━━━ TEKS BACAAN ━━━

Potensi budidaya anggrek untuk peluang usaha di Indonesia sangatlah tinggi. Sayangnya, perkembangannya masih cenderung lambat. Hal ini dikemukakan oleh Pengurus Perhimpunan Anggrek Indonesia (PAI) Cabang Yogyakarta, Kadarso, di sela pelatihan budidaya Anggrek Angkatan XX, Indonesia Managing Higher Education for Relevance and Efficiency Project (I-MHERE), di Daerah Istimewa Yogyakarta, Senin (9/7).
Kadarso menjelaskan, Indonesia memiliki sekitar 5000 spesies anggrek. Beberapa di antaranya berpotensi untuk dibudidayakan seperti Dendrobium, Cattleya, Phalaenopsis, Oncidium, Arachnis, Renanthera, Vanda, serta Paphiopedilum.
Pembudidayaan ini sangat potensial menjadi peluang usaha baik di pasar domestik dan pasar luar negeri. Karena anggrek memiliki spektrum yang luas pada warna, bentuk dan ukuran, tekstur maupun kemampuan variasi yang tidak terbatas.
“Dari mulai anak semai anggrek yang lembut dalam botolan, lalu tumbuh menjadi tanaman remaja, tanaman dara, berbunga hingga akhirnya layak jual, anggrek dapat menghasilkan uang,” kata Kadarso.

━━━

KEGIATAN:
1 – Jawablah pertanyaan berikut berdasarkan teks tentang budidaya anggrek.
(a) Siapa yang mengemukakan bahwa perkembangan budidaya anggrek di Indonesia masih cenderung lambat, dan apa jabatannya?
(b) Berapa kira-kira jumlah spesies anggrek yang dimiliki Indonesia?
(c) Di pasar mana saja pembudidayaan anggrek potensial menjadi peluang usaha?
2 – Salinlah bagian teks tentang budidaya anggrek dari "Kadarso menjelaskan, Indonesia" sampai dengan "Vanda, serta Paphiopedilum.", termasuk kedua bagian itu.

━━━ DATA YANG DISEDIAKAN ━━━

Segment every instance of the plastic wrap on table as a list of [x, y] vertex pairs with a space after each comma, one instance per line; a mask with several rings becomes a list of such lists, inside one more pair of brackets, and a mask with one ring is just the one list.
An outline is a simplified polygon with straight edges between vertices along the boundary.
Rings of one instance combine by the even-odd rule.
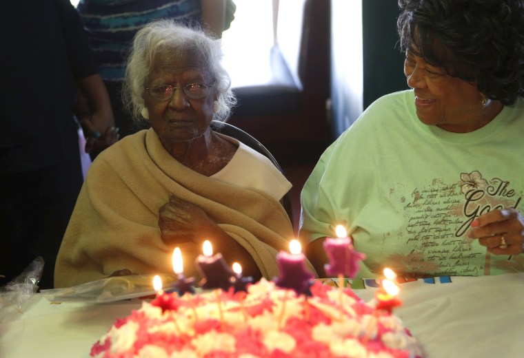
[[[172, 275], [159, 276], [164, 291], [168, 291], [177, 280]], [[154, 295], [153, 277], [153, 275], [111, 277], [72, 287], [41, 290], [41, 293], [52, 302], [112, 302]]]
[[0, 319], [23, 312], [26, 302], [38, 291], [43, 264], [43, 259], [39, 256], [20, 275], [0, 287]]

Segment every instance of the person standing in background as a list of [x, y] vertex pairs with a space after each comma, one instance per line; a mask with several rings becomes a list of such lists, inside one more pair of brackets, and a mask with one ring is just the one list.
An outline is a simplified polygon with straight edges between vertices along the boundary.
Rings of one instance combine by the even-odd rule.
[[222, 36], [226, 0], [80, 0], [77, 8], [109, 92], [120, 136], [142, 129], [122, 101], [125, 58], [137, 32], [153, 20], [169, 19], [200, 24]]
[[[57, 253], [83, 182], [78, 88], [90, 147], [115, 143], [110, 103], [69, 0], [3, 1], [0, 33], [0, 285], [34, 258], [53, 286]], [[98, 132], [97, 134], [97, 132]]]

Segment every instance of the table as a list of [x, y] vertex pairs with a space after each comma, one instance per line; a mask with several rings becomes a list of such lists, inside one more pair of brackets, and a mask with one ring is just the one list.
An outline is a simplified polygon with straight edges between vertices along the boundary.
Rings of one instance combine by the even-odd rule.
[[[401, 284], [394, 313], [420, 341], [425, 357], [524, 356], [524, 273], [419, 280]], [[365, 300], [374, 288], [356, 290]], [[89, 356], [92, 344], [139, 299], [103, 304], [53, 304], [37, 294], [24, 312], [0, 322], [0, 357]]]

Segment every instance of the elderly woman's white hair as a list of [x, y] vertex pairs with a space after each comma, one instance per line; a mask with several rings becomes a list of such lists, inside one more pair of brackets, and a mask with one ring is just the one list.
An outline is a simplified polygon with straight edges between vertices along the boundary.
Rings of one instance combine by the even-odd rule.
[[231, 90], [231, 78], [221, 63], [223, 56], [220, 40], [203, 30], [177, 23], [172, 20], [159, 20], [146, 25], [134, 36], [133, 47], [128, 59], [123, 83], [123, 101], [133, 119], [139, 124], [145, 108], [143, 95], [154, 59], [158, 56], [187, 53], [192, 51], [201, 56], [205, 74], [214, 81], [220, 104], [213, 119], [224, 120], [236, 104]]

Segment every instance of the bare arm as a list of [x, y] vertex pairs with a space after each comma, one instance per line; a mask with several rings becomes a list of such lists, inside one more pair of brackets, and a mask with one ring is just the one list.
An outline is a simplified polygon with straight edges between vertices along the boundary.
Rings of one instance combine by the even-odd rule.
[[201, 0], [204, 28], [222, 38], [225, 21], [225, 0]]

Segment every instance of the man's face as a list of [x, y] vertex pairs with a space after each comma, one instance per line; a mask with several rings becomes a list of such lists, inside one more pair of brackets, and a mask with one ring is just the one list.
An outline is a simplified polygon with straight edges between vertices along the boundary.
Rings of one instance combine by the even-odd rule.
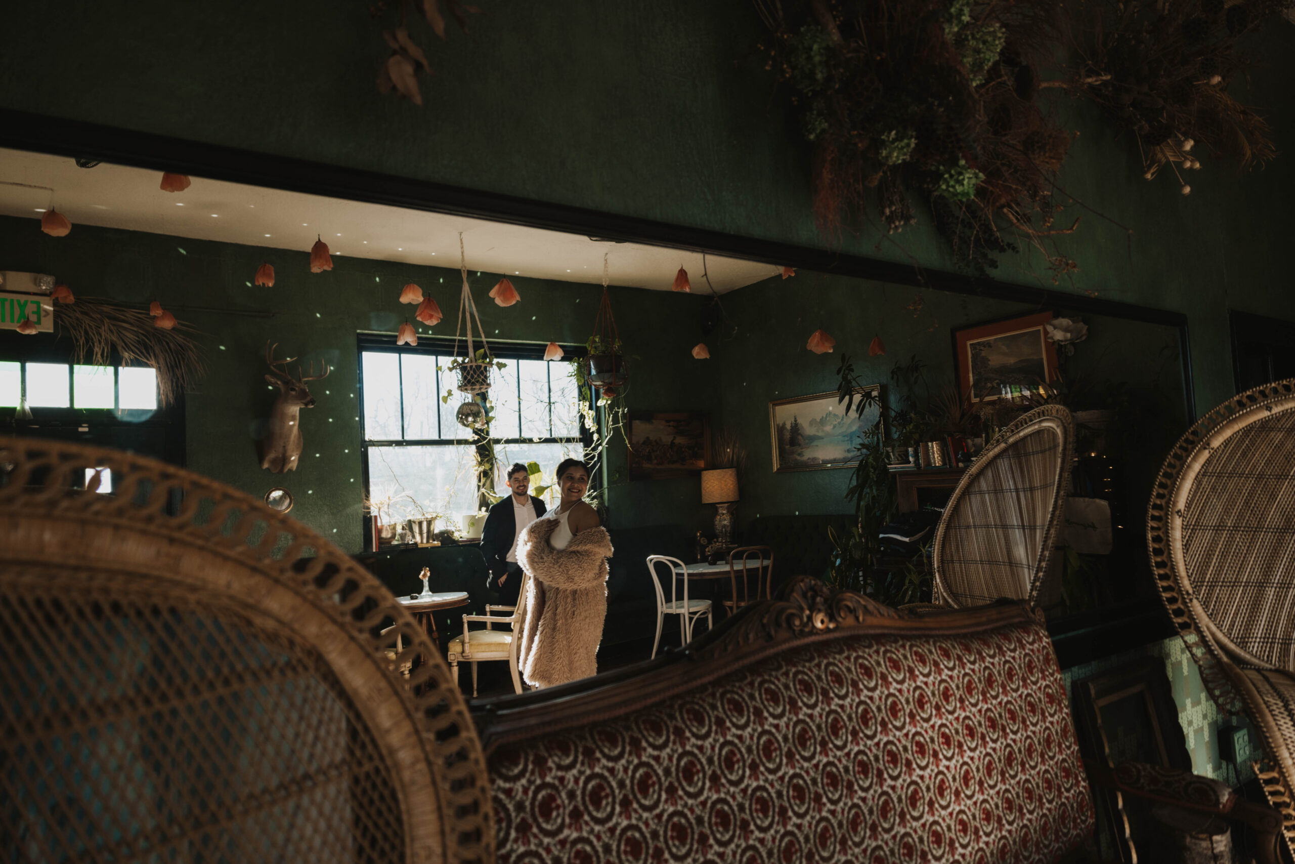
[[531, 475], [526, 472], [517, 472], [508, 478], [508, 488], [513, 490], [513, 495], [522, 497], [531, 488]]

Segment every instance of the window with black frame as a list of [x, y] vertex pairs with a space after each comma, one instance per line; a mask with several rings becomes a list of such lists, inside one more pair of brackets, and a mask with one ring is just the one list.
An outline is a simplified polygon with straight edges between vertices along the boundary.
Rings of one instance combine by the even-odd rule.
[[[491, 369], [486, 394], [497, 466], [487, 491], [496, 496], [508, 495], [506, 472], [514, 462], [539, 464], [536, 484], [548, 484], [559, 461], [584, 452], [579, 387], [570, 365], [545, 361], [544, 348], [491, 345], [504, 364]], [[456, 390], [453, 359], [452, 339], [396, 346], [391, 337], [360, 337], [364, 491], [383, 523], [436, 516], [444, 526], [478, 509], [477, 437], [456, 418], [471, 396]], [[541, 497], [552, 503], [556, 492]]]

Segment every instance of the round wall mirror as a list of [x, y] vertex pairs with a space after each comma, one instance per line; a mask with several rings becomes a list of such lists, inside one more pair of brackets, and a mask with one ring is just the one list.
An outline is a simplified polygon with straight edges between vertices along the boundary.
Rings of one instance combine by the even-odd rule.
[[280, 513], [287, 513], [293, 509], [293, 494], [282, 486], [276, 486], [265, 492], [265, 506]]

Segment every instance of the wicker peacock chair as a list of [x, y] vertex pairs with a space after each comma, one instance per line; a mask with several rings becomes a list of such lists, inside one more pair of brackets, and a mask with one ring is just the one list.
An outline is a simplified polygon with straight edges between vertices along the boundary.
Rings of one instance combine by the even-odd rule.
[[1039, 596], [1070, 490], [1075, 421], [1041, 405], [1000, 431], [958, 482], [935, 532], [936, 605]]
[[486, 864], [495, 837], [464, 701], [373, 576], [197, 474], [8, 438], [0, 848]]
[[1206, 689], [1259, 729], [1255, 769], [1295, 851], [1295, 380], [1188, 430], [1156, 478], [1146, 539]]

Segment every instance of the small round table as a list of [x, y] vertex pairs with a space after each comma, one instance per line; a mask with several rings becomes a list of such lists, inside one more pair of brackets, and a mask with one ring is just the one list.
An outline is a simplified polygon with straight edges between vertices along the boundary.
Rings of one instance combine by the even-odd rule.
[[431, 636], [435, 642], [440, 636], [436, 633], [436, 617], [434, 613], [444, 609], [455, 609], [467, 605], [466, 591], [440, 591], [418, 595], [411, 598], [408, 595], [396, 597], [400, 605], [413, 613], [413, 617], [422, 624], [422, 630]]

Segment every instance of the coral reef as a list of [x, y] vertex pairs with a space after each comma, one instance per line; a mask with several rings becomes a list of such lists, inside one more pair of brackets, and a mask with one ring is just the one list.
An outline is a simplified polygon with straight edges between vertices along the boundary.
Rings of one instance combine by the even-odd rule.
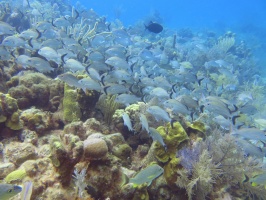
[[[74, 166], [82, 158], [84, 149], [83, 142], [77, 136], [64, 134], [50, 139], [51, 160], [57, 172], [60, 174], [60, 182], [68, 186]], [[66, 167], [67, 166], [67, 167]]]
[[63, 109], [64, 109], [64, 121], [66, 123], [79, 121], [81, 119], [81, 110], [77, 102], [77, 91], [71, 88], [67, 84], [64, 87], [64, 99], [63, 99]]
[[157, 131], [162, 135], [166, 149], [159, 143], [156, 145], [156, 158], [161, 162], [167, 162], [175, 158], [178, 146], [188, 139], [187, 133], [179, 122], [174, 122], [173, 127], [168, 122], [165, 126], [159, 126]]
[[108, 153], [106, 142], [101, 138], [89, 136], [83, 142], [84, 158], [88, 160], [98, 160], [104, 158]]
[[0, 93], [0, 122], [12, 130], [22, 129], [17, 100], [8, 94]]

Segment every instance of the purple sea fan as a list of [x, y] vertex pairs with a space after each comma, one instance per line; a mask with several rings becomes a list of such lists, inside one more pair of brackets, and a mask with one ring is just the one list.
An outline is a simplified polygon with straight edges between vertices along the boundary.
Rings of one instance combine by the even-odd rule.
[[192, 172], [194, 165], [199, 161], [199, 156], [201, 153], [201, 147], [199, 143], [194, 143], [191, 146], [183, 147], [178, 150], [177, 157], [181, 159], [180, 164], [188, 170], [189, 173]]

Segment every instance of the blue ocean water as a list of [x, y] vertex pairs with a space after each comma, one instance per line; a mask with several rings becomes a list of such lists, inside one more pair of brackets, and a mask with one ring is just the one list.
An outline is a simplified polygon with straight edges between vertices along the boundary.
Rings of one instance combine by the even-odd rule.
[[[178, 30], [208, 29], [224, 34], [233, 31], [252, 49], [258, 67], [266, 66], [265, 0], [81, 0], [108, 21], [119, 19], [125, 26], [147, 19], [157, 19], [164, 28]], [[73, 5], [77, 1], [72, 1]], [[266, 74], [266, 69], [264, 71]]]

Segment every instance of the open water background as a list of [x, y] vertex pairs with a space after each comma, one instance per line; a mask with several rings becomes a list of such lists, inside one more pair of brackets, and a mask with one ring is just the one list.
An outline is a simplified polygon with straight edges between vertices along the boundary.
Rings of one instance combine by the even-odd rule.
[[[128, 27], [156, 17], [164, 28], [210, 30], [217, 35], [237, 34], [252, 49], [258, 68], [266, 76], [265, 0], [81, 0], [108, 21], [119, 19]], [[73, 5], [77, 1], [72, 0]], [[160, 19], [160, 20], [159, 20]]]

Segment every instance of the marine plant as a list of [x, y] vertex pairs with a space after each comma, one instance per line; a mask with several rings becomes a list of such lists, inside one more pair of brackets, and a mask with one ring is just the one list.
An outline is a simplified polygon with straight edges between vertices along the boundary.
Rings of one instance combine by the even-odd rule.
[[238, 188], [243, 196], [265, 199], [264, 186], [252, 186], [251, 182], [245, 181], [245, 176], [253, 177], [263, 172], [262, 162], [252, 157], [245, 158], [235, 138], [229, 134], [216, 130], [205, 141], [179, 150], [178, 157], [182, 167], [175, 171], [178, 174], [175, 183], [186, 190], [189, 199], [195, 196], [211, 198], [218, 195], [221, 188], [232, 197], [239, 195], [234, 189]]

━━━

JAWABAN LATIHAN:
1 –
(a) Kadarso, Pengurus Perhimpunan Anggrek Indonesia (PAI) Cabang Yogyakarta.
(b) Sekitar 5000 spesies.
(c) Di pasar domestik dan pasar luar negeri.

2 –
Kadarso menjelaskan, Indonesia memiliki sekitar 5000 spesies anggrek. Beberapa di antaranya berpotensi untuk dibudidayakan seperti Dendrobium, Cattleya, Phalaenopsis, Oncidium, Arachnis, Renanthera, Vanda, serta Paphiopedilum.